• [Given problem]:
In this exercise, return the whole listing exactly, excluding any images.

╭─ Provided records

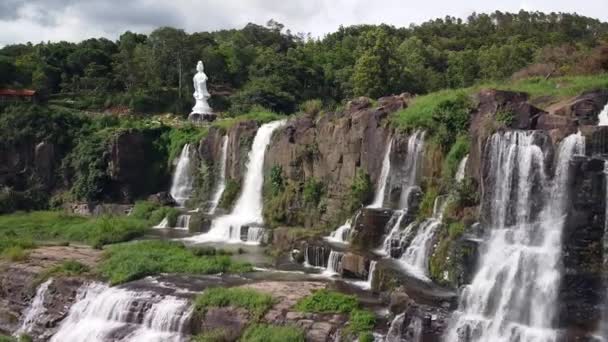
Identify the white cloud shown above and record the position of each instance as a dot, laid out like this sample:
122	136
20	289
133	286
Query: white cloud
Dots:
73	20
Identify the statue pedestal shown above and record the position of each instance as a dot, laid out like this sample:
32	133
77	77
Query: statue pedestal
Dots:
202	117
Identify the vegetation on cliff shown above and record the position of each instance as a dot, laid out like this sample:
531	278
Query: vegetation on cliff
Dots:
131	261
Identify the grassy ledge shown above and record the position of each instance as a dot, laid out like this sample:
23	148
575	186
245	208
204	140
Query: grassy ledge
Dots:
253	301
132	261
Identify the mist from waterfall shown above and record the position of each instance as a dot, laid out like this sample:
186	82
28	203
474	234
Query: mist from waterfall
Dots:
462	166
35	310
415	150
603	116
416	257
513	296
183	180
215	200
248	207
101	311
382	180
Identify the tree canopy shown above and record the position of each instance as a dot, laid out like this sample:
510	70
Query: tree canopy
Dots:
271	66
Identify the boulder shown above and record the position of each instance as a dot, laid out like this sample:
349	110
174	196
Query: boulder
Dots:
583	108
355	266
369	228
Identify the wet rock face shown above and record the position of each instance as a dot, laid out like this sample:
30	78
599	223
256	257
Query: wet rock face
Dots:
331	149
493	107
369	228
18	285
582	287
584	108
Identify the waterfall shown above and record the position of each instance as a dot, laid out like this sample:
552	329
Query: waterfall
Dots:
341	234
163	224
222	173
315	256
248	207
381	186
183	222
415	149
181	187
101	311
35	310
165	321
513	296
603	116
462	166
334	263
255	234
415	258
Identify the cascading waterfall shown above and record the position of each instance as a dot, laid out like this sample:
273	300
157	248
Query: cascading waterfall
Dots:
183	222
416	256
35	310
162	224
462	166
165	321
315	256
215	200
341	234
513	296
101	311
248	207
181	188
334	263
415	149
603	116
384	173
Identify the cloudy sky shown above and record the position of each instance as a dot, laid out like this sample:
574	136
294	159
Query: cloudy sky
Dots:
73	20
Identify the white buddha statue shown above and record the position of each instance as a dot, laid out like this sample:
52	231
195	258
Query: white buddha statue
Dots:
200	91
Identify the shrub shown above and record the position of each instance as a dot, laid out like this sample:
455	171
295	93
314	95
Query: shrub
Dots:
313	191
325	301
255	302
270	333
15	253
361	191
312	107
131	261
231	192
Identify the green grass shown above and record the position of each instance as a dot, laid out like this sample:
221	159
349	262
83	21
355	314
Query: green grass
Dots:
419	114
131	261
270	333
255	302
261	116
325	301
54	226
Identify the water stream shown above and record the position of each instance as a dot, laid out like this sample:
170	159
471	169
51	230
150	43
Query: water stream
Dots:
513	296
248	208
217	195
183	180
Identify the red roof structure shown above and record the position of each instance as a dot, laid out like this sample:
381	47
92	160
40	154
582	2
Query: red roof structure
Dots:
17	92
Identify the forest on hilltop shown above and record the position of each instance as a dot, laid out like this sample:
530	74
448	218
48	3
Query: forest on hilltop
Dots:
276	69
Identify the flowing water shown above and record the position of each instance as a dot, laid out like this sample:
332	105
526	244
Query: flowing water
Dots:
334	263
603	116
215	200
248	207
182	185
384	173
416	257
341	234
513	296
35	310
462	166
415	149
183	222
104	313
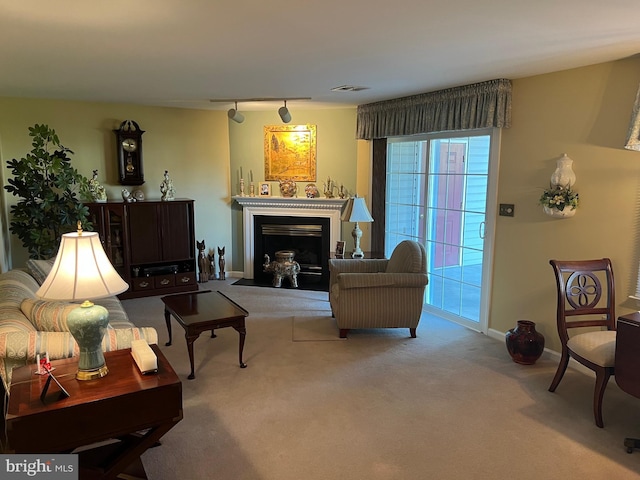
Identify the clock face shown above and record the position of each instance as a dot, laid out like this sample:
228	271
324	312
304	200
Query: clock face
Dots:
129	144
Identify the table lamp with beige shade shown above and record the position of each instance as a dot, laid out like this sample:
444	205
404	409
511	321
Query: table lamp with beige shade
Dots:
356	211
82	272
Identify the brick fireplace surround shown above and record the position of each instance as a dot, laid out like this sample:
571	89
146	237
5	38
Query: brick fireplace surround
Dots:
330	208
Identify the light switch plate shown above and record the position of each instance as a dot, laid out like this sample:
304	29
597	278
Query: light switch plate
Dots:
507	209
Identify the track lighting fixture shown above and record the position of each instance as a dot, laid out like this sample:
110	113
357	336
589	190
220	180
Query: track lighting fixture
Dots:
235	115
284	113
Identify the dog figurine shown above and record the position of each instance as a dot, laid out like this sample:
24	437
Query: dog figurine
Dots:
203	263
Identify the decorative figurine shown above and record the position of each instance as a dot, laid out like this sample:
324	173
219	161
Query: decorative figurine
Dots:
212	265
221	262
329	187
96	190
126	196
166	188
288	188
284	266
203	263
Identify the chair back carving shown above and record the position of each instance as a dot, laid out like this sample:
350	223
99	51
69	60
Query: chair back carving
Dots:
586	295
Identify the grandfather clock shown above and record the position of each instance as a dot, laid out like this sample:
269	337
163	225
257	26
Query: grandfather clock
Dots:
129	148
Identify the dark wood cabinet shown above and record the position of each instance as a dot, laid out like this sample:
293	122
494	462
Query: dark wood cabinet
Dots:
150	243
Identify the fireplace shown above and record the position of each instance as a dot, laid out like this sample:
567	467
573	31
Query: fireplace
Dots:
307	237
306	212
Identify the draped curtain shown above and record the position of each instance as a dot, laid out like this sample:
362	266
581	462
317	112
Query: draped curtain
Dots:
480	105
633	135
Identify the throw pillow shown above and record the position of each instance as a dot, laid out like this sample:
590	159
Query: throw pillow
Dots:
39	269
47	316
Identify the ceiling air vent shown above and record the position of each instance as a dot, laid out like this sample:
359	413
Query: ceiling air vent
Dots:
348	88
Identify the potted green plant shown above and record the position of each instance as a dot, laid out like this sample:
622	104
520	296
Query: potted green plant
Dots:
49	191
558	201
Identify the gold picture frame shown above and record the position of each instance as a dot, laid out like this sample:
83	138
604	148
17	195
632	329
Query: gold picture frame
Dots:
264	189
290	152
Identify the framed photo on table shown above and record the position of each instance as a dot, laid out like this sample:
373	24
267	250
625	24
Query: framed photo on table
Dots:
264	189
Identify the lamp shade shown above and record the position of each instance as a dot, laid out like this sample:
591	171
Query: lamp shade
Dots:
81	271
356	211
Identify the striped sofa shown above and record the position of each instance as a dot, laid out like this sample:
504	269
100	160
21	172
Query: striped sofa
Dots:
29	326
379	293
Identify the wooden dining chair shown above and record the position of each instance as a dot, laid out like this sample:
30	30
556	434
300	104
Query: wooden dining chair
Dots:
586	299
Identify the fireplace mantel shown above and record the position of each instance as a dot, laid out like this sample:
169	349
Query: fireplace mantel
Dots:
291	207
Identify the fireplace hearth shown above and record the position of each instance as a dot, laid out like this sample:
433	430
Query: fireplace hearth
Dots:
319	210
307	237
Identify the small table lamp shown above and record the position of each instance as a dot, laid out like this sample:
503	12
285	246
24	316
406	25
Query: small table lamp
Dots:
356	211
82	272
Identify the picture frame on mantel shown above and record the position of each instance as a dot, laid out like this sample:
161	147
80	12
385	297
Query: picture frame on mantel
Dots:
290	152
264	189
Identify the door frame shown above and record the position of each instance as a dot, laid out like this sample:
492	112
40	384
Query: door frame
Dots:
379	162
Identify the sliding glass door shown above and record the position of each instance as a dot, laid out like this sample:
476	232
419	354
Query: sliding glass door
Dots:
439	192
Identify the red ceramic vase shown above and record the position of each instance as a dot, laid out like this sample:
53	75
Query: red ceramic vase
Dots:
524	343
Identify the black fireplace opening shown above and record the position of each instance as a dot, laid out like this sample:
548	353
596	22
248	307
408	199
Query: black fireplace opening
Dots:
307	237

╰─

• [Full answer]:
Identify the white cloud shown above and record the position of each instance as a dot, laid out like this sample:
122	136
20	289
133	286
Query: white cloud
Dots:
73	20
Identify the statue pedestal shown above and record the position of each instance as a dot, laid out like this sample:
32	133
77	77
Query: statue pedestal
Dots:
202	117
Identify the vegetation on cliff shown above and record the position of each instance as a dot, laid out like this sample:
531	278
Query: vegetation on cliff
Dots:
131	261
Identify the grassy ledge shown above and record the position of each instance as a dot, laid out like this sample:
23	148
575	186
245	208
204	140
Query: grassy ledge
Dots:
253	301
132	261
Identify the mist from waterfall shown above and record the position of each instance as a dot, laid out like this sample:
186	82
28	203
474	234
Query: mist from waterfall
Dots:
462	166
35	310
415	150
603	116
416	257
513	296
183	180
215	200
248	207
101	311
382	180
Identify the tree canopy shown above and record the position of each instance as a dot, laid out like this sample:
510	70
Query: tree canopy
Dots:
271	66
Identify the boulder shown above and record the position of each instance as a dot, laid out like this sample:
349	110
174	196
Query: boulder
Dots:
583	108
355	266
369	228
Identify the wet rock face shown above and record the position of each instance as a dot, laid out like this sample:
30	78
599	223
256	257
Query: wet rock face
Dots:
331	149
493	107
369	228
18	285
582	287
584	108
Identify the waterfall shown above and record the position of each instance as a dot, laid out like this sample:
552	329
Query: waterfall
Dots:
341	234
163	224
222	173
315	256
248	207
381	186
183	222
415	149
181	187
101	311
35	310
165	321
513	296
603	116
462	166
334	263
255	234
415	258
Identify the cascading waterfall shown above and record the position of each instance as a dot, laid out like this sample:
273	300
157	248
Query: cascading waterfall
Dots:
183	222
416	256
35	310
162	224
462	166
165	321
315	256
215	200
341	234
513	296
101	311
248	207
181	188
334	263
415	149
603	116
384	173
Identify the cloudy sky shown above and record the position of each instance as a dot, laid out like this sample:
574	136
294	159
Query: cloudy sky
Dots:
73	20
Identify the white buddha statue shown above and record the position of each instance as a dot, laid out like this sample:
52	231
195	258
Query: white buddha statue
Dots:
200	91
Identify the shrub shown above and record the position of each instance as a dot, laid out like this sample:
455	171
295	93
314	95
Query: shrub
Dots:
313	191
325	301
255	302
270	333
15	253
361	191
312	107
131	261
231	192
Identify the green grass shown above and record the position of each instance as a dot, laid out like this sample:
221	159
349	262
83	21
355	314
Query: green grass
Dots:
419	114
131	261
270	333
255	302
261	116
325	301
54	226
Identify the water stream shown above and record the position of each instance as a dot, laid out like this sample:
170	159
471	169
51	230
150	43
Query: water stream
Dots:
513	296
248	208
217	195
183	180
Identify the red roof structure shown above and record the position of each instance as a dot, laid out like this sample:
381	47
92	160
40	154
582	2
Query: red roof structure
Dots:
17	92
Identify the forest on hilltop shown above and record the position of each instance as a dot, laid out like this sample:
530	74
448	218
48	3
Query: forest on hilltop
Dots:
276	69
Identify the flowing water shown above and record the position of each instance as a dot, laid out like this sample:
332	105
526	244
Query: flowing water
Dots:
334	263
603	116
215	200
248	207
182	185
384	173
416	257
341	234
513	296
35	310
462	166
415	149
183	222
104	313
Identify the clock face shown above and record the position of each instance as a dot, laid out like this sample:
228	271
324	312
304	200
Query: clock face
Dots:
129	144
Identify the table lamp with beige shade shown above and record the position of each instance as a dot, laid out like this sample:
444	205
404	409
511	321
Query: table lamp with beige shade
Dots:
356	211
82	272
Identify the brick fireplace surround shown above and record the position of each instance as a dot, laid out like this sample:
571	89
146	237
5	38
Query: brick fireplace surround
Dots:
330	208
Identify the light switch plate shown above and record the position of each instance as a dot, laid out like this sample:
304	29
597	278
Query: light switch plate
Dots:
507	209
Identify the track lighting fixture shown above and record the position of each instance as a dot, laid out like this sample:
110	113
357	336
589	190
220	180
Query: track lighting fixture
Dots:
235	115
284	113
Identify the dog figurine shown above and record the position of each instance as a dot, laid out like this sample:
24	437
Query: dog figurine
Dots:
203	263
Identify the decorative figurine shown above and record the position of each instance as a dot, laid out like this sample:
324	173
219	161
Query: decorative figurine
Dots:
212	265
221	262
329	187
96	190
126	196
166	188
288	188
284	266
203	263
Identify the chair back carving shown above and record the position of each instance as a dot, laid out like this sample:
350	223
99	51
69	60
Query: chair back carving
Dots:
586	295
Identify the grandfather clock shown above and record the position of each instance as a dot, laid out like this sample:
269	337
163	225
257	26
Query: grandfather clock
Dots:
129	148
Identify the dark wood cabinet shown above and record the position of each instance as a dot, laid out like this sample:
293	122
494	462
Query: dark wood cabinet
Dots:
150	243
Identify the fireplace shown above and record the position of each instance as a dot, laid out like this sample:
567	467
573	31
Query: fireplace
Dots:
307	237
306	212
Identify the draped curtain shown above and record the position of each instance as a dot, laid out like this sample:
362	266
581	462
317	112
Query: draped curtain
Dots:
480	105
633	135
Identify the throw pillow shown above and record the position of each instance as a dot, laid out like this sample:
590	159
Query: throw pillow
Dots:
39	269
47	316
Identify the ceiling air vent shown above and record the position of each instance as a dot, laid out like this sample:
359	413
Query: ceiling air vent
Dots:
348	88
Identify the potted green plant shown above and record the position of each instance as a dot, laid out like this sample:
622	104
520	296
Query: potted green plant
Dots:
49	191
558	201
Identify the gold picture frame shown above and record the position of each instance as a dot, laid out like this sample:
83	138
604	148
17	195
632	329
Query: gold picture frame
Dots:
264	189
290	152
Identify the framed photo on table shown above and record the position of each instance as a dot, laid out like this sample:
373	24
267	250
625	24
Query: framed photo on table
Dots:
264	189
Identify the lamp shade shown above and record the position of each instance as a dot, laid out like this sample:
591	171
Query: lamp shade
Dots:
81	271
356	211
Identify the striped sofa shown above and record the position of each instance as a dot, laid out like this sample:
504	269
100	160
21	172
Query: striped sofa
Dots:
29	326
379	293
Identify the wooden dining chair shown above and record the position of each instance as a dot, laid out like this sample:
30	30
556	434
300	104
Query: wooden dining chair
Dots:
586	299
Identify the fireplace mantel shown above and record the position of each instance as a dot, laid out like this sample:
169	349
Query: fireplace mantel
Dots:
291	207
Identify the fireplace hearth shown above and record the position of each instance as a dot, laid out like this sample:
433	430
Query: fireplace hearth
Dots:
319	210
307	237
Identify the small table lamp shown above and record the position of each instance as a dot, laid out like this sample:
503	12
285	246
24	316
406	25
Query: small table lamp
Dots:
356	211
82	272
Identify the picture frame on mantel shown above and record the position of each instance as a dot, laid out like this sample:
161	147
80	12
385	297
Query: picture frame on mantel
Dots:
290	152
264	189
Identify the door frame shown above and record the position of each instance as a dot, laid out like this sample:
492	112
40	384
Query: door frame
Dots:
379	162
Identify the sliding glass door shown above and record the position of each instance as a dot, laid out like this sample:
476	232
419	354
Query: sliding glass door
Dots:
439	192
Identify the red ceramic vase shown above and record the position of each instance as a dot, laid out like this sample:
53	75
Query: red ceramic vase
Dots:
524	343
Identify the black fireplace opening shown above and record the position of each instance as a dot, laid out like this sample:
548	353
596	22
248	307
408	199
Query: black fireplace opening
Dots:
307	237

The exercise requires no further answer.